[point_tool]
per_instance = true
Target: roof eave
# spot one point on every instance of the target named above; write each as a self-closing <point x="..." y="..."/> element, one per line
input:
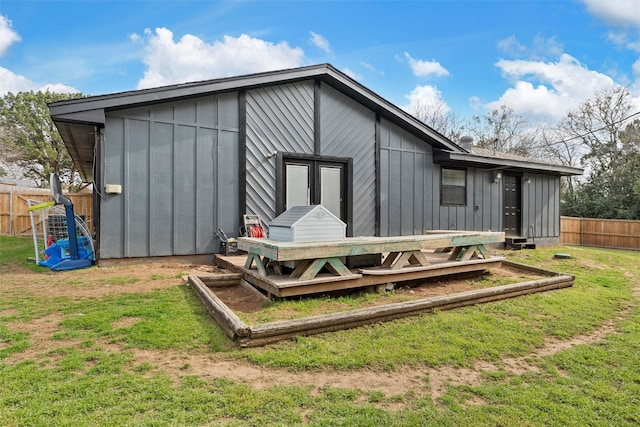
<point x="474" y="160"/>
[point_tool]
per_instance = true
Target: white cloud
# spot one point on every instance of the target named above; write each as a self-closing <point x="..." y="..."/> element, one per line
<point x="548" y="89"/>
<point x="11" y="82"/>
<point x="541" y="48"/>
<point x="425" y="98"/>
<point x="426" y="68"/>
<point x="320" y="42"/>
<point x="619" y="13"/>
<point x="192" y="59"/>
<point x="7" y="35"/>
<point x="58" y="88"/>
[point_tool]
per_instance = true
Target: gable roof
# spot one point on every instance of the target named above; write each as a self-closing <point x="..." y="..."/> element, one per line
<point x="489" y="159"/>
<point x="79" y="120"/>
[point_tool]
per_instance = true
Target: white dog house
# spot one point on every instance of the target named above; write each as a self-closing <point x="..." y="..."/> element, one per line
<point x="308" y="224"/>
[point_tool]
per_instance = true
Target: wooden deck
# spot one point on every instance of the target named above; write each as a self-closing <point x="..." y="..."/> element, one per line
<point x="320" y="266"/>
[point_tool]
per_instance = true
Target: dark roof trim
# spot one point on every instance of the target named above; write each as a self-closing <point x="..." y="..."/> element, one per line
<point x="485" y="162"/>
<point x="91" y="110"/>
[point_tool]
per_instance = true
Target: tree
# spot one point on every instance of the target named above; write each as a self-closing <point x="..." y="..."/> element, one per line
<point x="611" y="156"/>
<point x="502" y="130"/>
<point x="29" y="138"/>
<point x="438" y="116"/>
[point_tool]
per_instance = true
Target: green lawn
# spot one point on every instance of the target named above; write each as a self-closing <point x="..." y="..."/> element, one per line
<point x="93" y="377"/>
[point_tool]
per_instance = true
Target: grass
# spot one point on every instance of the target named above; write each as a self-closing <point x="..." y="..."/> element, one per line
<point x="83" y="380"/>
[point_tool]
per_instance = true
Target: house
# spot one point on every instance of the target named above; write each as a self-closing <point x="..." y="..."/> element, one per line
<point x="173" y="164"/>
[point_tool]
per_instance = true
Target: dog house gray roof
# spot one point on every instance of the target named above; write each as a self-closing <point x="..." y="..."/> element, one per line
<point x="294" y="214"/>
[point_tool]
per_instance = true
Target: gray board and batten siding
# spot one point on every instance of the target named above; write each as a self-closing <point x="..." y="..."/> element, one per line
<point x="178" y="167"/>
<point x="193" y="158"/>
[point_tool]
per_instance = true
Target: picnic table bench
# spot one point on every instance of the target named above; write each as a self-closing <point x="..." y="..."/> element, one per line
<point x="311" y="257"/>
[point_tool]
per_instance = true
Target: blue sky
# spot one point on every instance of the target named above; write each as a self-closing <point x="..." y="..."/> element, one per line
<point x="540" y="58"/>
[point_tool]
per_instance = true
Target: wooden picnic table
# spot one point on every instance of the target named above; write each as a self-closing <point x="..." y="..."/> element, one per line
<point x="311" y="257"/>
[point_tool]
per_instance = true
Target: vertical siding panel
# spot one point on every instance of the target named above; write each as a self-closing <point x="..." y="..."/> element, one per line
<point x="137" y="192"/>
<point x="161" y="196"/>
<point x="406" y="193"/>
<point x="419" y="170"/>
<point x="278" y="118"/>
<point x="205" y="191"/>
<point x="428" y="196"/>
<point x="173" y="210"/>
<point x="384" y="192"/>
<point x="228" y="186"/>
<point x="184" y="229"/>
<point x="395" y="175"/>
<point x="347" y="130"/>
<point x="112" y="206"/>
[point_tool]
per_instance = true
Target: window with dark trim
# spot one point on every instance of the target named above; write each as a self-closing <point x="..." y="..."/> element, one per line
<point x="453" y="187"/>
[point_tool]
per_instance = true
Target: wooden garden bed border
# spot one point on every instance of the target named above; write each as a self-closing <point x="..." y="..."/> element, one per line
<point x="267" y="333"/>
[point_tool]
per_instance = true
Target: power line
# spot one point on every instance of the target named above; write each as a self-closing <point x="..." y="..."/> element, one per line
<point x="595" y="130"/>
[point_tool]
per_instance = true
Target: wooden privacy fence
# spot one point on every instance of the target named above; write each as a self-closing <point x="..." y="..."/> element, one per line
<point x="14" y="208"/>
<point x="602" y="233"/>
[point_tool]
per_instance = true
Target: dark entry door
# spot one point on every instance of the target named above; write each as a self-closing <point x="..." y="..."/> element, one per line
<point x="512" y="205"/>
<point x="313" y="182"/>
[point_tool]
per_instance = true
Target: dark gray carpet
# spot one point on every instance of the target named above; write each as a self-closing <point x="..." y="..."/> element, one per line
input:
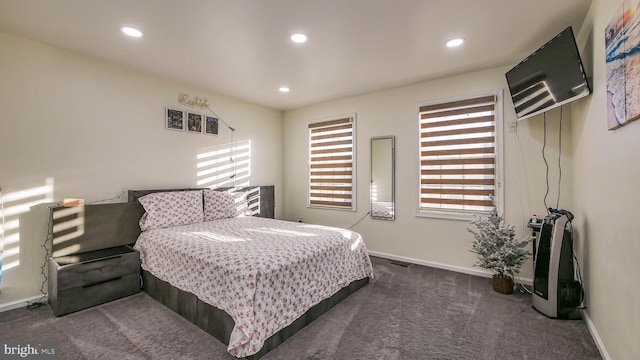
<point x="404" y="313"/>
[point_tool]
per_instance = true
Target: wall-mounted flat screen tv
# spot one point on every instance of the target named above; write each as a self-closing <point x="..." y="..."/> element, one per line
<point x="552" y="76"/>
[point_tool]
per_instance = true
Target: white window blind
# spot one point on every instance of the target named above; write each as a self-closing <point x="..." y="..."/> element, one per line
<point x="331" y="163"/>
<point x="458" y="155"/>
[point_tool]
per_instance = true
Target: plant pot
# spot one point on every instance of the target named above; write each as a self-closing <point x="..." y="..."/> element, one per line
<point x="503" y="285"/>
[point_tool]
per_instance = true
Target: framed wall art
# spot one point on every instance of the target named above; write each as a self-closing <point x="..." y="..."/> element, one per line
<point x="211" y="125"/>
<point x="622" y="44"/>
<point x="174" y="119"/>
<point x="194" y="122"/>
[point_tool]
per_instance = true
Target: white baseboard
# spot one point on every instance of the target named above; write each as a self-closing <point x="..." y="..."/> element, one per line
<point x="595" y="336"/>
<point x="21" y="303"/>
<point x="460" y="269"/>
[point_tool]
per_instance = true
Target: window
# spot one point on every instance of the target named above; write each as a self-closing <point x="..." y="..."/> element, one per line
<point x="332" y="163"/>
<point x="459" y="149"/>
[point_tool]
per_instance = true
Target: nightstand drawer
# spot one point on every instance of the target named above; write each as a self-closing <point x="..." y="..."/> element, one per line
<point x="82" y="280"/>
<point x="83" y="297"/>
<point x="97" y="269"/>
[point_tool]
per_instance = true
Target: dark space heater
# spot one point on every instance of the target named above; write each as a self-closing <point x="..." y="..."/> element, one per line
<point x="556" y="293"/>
■ ■ ■
• _WHAT YOU NEED TO DO_
Return all of the entries word for word, but omit the pictures.

• _THE COMPLETED TASK_
[point_tool]
per_instance = true
Target: roof eave
# spot one point on every instance of the target named above; write each as a self-closing <point x="..." y="..."/> element, one per line
input:
<point x="474" y="160"/>
[point_tool]
per_instance = true
Target: white cloud
# spot one point on every instance of the target named above; write each as a self-closing <point x="..." y="..."/> element, one per line
<point x="548" y="89"/>
<point x="11" y="82"/>
<point x="541" y="48"/>
<point x="425" y="98"/>
<point x="426" y="68"/>
<point x="320" y="42"/>
<point x="619" y="13"/>
<point x="192" y="59"/>
<point x="7" y="35"/>
<point x="58" y="88"/>
[point_tool]
per_instance = true
Target: gable roof
# spot one point on every instance of the target named above; write each as a self-closing <point x="..." y="..."/> element, one per line
<point x="489" y="159"/>
<point x="79" y="120"/>
[point_tool]
per_instance = true
Target: white dog house
# spot one point on every instance of the target named above; write each as a self-closing <point x="..." y="..."/> element, one per line
<point x="308" y="224"/>
[point_tool]
per_instance = true
Target: wooden deck
# spot one point on every instance of the target named above; write each as a self-closing <point x="..." y="..."/> element, one per line
<point x="320" y="266"/>
[point_tool]
per_instance = true
Target: dark roof trim
# spot one point on every instance of the target named above; write each as a self-closing <point x="..." y="..."/> element, one per line
<point x="485" y="162"/>
<point x="91" y="110"/>
[point_tool]
per_instance = true
Target: tree
# spot one point on every instance of the target named above; write each as a self-closing <point x="..." y="..."/> element, one per line
<point x="611" y="156"/>
<point x="502" y="130"/>
<point x="29" y="138"/>
<point x="438" y="116"/>
[point_tool]
per_instance = true
Target: green lawn
# spot one point on every instance of the target named above; write each as a self-closing <point x="..." y="..."/> element, one per line
<point x="93" y="377"/>
[point_tool]
per_instance = true
Target: grass
# spot one point on every instance of the target named above; write each as a self-closing <point x="..." y="..."/> element, one per line
<point x="83" y="380"/>
[point_tool]
per_instance = true
Target: house
# spot one point on every instance of the target named above; write each as a self-closing <point x="..." y="..."/> element, one per line
<point x="173" y="164"/>
[point_tool]
per_instance = true
Target: dog house gray roof
# spot one point on every instance of the target named above; write each as a self-closing <point x="..." y="..."/> element, one per line
<point x="294" y="214"/>
[point_tool]
per_instance = true
Target: gray board and batten siding
# spot one point on every instance of the target named above; write each as a self-closing <point x="..." y="..."/> element, one per line
<point x="178" y="167"/>
<point x="193" y="158"/>
[point_tool]
per_instance = true
Target: picnic table bench
# spot one point on every instance of the target named above; write each as a self-closing <point x="..." y="..."/> element, one per line
<point x="311" y="257"/>
[point_tool]
per_instance = true
Target: blue sky
# spot one point on every instance of the target named above; write each as a self-closing <point x="..." y="..."/> element, one per line
<point x="540" y="58"/>
[point_tool]
per_instance = true
Target: wooden picnic table
# spot one point on every instance of the target named above; write each as a self-closing <point x="..." y="..."/> element, one per line
<point x="311" y="257"/>
[point_tool]
per_instance = true
Target: vertical siding panel
# spot one point on every instance of the target named above; write each as a self-closing <point x="..." y="..."/> element, one per line
<point x="137" y="192"/>
<point x="161" y="196"/>
<point x="406" y="193"/>
<point x="419" y="170"/>
<point x="278" y="118"/>
<point x="205" y="191"/>
<point x="428" y="196"/>
<point x="173" y="210"/>
<point x="384" y="192"/>
<point x="228" y="186"/>
<point x="184" y="229"/>
<point x="395" y="175"/>
<point x="347" y="130"/>
<point x="112" y="206"/>
[point_tool]
per_instance = true
Target: window with dark trim
# spot one point on every instance of the target named above; write each as a self-closing <point x="..." y="..."/> element, one per line
<point x="453" y="187"/>
[point_tool]
per_instance = true
Target: wooden garden bed border
# spot one point on every instance of the target named above; write each as a self-closing <point x="..." y="..."/> element, one per line
<point x="267" y="333"/>
[point_tool]
per_instance = true
Target: power line
# spot one point on every instance of the target named above; write each as a self-closing <point x="..." y="..."/> element, one per line
<point x="595" y="130"/>
[point_tool]
per_instance = true
Target: wooden privacy fence
# spot one point on every instance of the target named above; write each as a self-closing <point x="..." y="..."/> element, one per line
<point x="14" y="208"/>
<point x="602" y="233"/>
[point_tool]
per_instance = true
Target: dark entry door
# spot one point on every instance of the target named above; write each as a self-closing <point x="..." y="..."/> element, one per line
<point x="512" y="205"/>
<point x="313" y="182"/>
[point_tool]
per_instance = true
Target: dark gray carpet
# spot one point on every instance of the target named above; write each as a self-closing <point x="..." y="..."/> element, one per line
input:
<point x="404" y="313"/>
[point_tool]
per_instance = true
Target: wall-mounted flat screen tv
# spot one point on every instance of the target named above; write each as a self-closing <point x="..." y="..."/> element, one per line
<point x="552" y="76"/>
[point_tool]
per_instance = true
Target: white window blind
# spot one point on every instance of the target named above; write each as a self-closing <point x="..." y="..."/> element, one per line
<point x="331" y="163"/>
<point x="458" y="155"/>
[point_tool]
per_instance = true
Target: plant pot
# spot one point on every instance of the target named above; write each as a self-closing <point x="..." y="..."/> element, one per line
<point x="503" y="285"/>
[point_tool]
per_instance = true
Target: framed wall art
# spot one point on every instance of the target named above; write each as a self-closing <point x="..." y="..."/> element, one per line
<point x="211" y="125"/>
<point x="622" y="44"/>
<point x="174" y="119"/>
<point x="194" y="122"/>
[point_tool]
per_instance = true
Target: white baseboard
# spot one point on every instance of the target named above; write each as a self-closing <point x="..." y="..."/> element, one per line
<point x="595" y="336"/>
<point x="21" y="303"/>
<point x="460" y="269"/>
[point_tool]
per_instance = true
Target: window
# spot one point on every instance of the target named above; write each as a self-closing <point x="..." y="..."/> element, one per line
<point x="332" y="163"/>
<point x="459" y="149"/>
[point_tool]
per_instance = true
Target: nightstand drawer
# spot one point on every instance of the target named above; write each as a self-closing <point x="..." y="..."/> element, one per line
<point x="82" y="280"/>
<point x="83" y="297"/>
<point x="97" y="269"/>
[point_tool]
per_instance = true
Target: dark space heater
# spot one point on every instance of the target named above; write each as a self-closing <point x="..." y="..."/> element, one per line
<point x="556" y="293"/>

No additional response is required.